* [About this exercise]: Scan the entries that follow and work out how many lines contain "below". Give the number and nothing else.

* [Image point grounding data]:
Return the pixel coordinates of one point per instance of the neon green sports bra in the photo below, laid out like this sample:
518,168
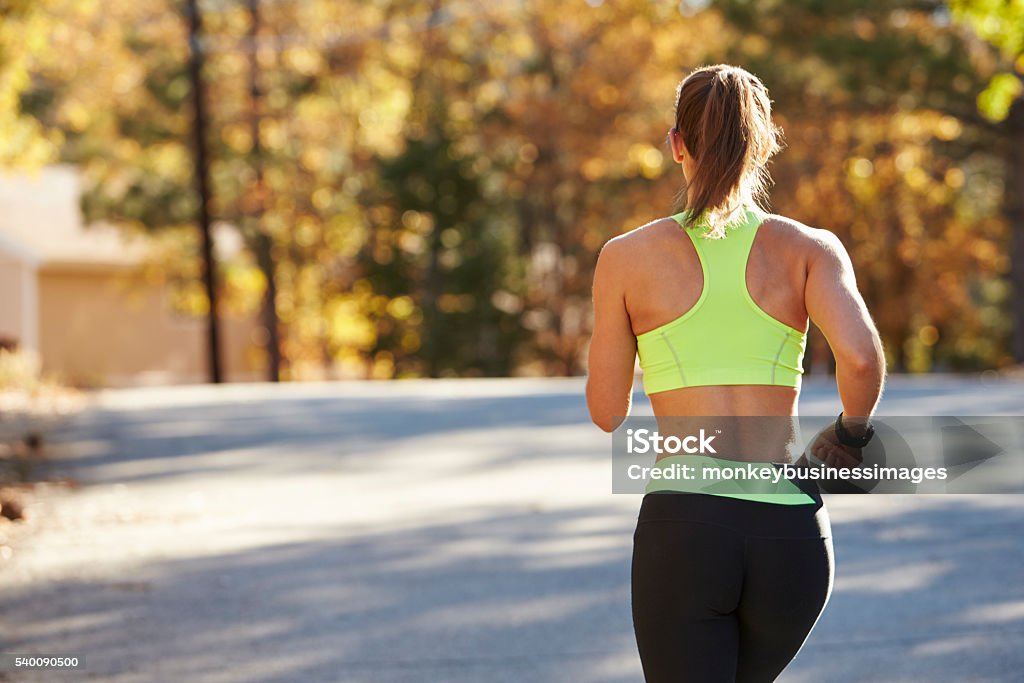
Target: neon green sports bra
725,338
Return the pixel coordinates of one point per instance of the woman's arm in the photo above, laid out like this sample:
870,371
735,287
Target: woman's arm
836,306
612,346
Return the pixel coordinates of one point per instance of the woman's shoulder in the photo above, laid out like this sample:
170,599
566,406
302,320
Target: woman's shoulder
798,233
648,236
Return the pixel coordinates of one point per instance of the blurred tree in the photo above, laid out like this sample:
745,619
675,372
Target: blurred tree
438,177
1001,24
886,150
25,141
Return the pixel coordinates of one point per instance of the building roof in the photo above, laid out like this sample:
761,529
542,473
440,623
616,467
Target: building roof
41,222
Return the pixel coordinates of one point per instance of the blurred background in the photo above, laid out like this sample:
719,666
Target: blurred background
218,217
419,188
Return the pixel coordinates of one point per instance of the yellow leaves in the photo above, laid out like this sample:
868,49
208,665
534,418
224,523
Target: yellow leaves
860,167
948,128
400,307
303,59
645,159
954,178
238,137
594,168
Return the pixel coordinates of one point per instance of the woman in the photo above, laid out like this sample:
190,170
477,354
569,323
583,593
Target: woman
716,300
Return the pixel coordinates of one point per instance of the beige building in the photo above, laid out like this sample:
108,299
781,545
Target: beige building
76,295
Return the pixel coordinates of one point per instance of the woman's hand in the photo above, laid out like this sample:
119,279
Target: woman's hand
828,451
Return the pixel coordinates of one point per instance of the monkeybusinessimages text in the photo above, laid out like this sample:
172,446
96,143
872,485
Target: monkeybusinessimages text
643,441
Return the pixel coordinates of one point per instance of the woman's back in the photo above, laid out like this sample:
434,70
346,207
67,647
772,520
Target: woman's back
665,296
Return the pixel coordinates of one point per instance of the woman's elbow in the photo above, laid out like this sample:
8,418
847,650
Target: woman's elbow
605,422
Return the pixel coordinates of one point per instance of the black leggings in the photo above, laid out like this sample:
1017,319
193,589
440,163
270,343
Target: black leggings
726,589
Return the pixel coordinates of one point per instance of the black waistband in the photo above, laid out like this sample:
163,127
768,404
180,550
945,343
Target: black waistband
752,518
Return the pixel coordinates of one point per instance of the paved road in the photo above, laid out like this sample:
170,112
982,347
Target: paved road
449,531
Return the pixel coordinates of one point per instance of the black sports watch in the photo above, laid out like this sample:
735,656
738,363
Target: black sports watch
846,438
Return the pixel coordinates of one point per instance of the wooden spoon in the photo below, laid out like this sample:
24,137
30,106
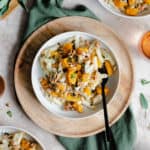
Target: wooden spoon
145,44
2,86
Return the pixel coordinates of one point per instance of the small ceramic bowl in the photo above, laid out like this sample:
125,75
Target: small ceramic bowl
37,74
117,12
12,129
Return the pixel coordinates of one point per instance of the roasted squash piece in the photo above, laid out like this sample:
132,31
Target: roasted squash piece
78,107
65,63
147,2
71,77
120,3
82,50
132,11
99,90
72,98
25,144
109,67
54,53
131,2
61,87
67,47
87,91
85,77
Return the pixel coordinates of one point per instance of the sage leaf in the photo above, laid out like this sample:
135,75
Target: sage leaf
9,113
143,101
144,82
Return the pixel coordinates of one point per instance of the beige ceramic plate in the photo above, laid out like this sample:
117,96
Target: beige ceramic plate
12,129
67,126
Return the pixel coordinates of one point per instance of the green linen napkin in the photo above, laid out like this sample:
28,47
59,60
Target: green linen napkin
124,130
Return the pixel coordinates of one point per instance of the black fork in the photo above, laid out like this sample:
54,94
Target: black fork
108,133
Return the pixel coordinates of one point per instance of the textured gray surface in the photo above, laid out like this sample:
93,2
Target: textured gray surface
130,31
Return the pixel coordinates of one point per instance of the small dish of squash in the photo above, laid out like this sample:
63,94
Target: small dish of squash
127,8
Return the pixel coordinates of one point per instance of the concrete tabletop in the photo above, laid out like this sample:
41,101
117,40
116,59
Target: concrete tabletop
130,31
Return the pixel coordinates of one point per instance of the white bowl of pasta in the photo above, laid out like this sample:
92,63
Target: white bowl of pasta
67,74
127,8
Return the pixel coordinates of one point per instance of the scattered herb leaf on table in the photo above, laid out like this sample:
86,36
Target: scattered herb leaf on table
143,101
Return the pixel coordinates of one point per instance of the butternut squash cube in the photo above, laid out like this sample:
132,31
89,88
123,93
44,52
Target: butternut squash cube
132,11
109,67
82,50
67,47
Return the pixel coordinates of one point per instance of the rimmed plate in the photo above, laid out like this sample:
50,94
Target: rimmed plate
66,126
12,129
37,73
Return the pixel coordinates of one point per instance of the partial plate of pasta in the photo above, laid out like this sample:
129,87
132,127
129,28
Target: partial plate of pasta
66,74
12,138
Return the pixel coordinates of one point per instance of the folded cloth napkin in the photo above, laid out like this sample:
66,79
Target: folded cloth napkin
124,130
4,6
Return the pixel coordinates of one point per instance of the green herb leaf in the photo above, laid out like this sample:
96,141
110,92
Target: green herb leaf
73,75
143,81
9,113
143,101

* [Solved exercise]: 2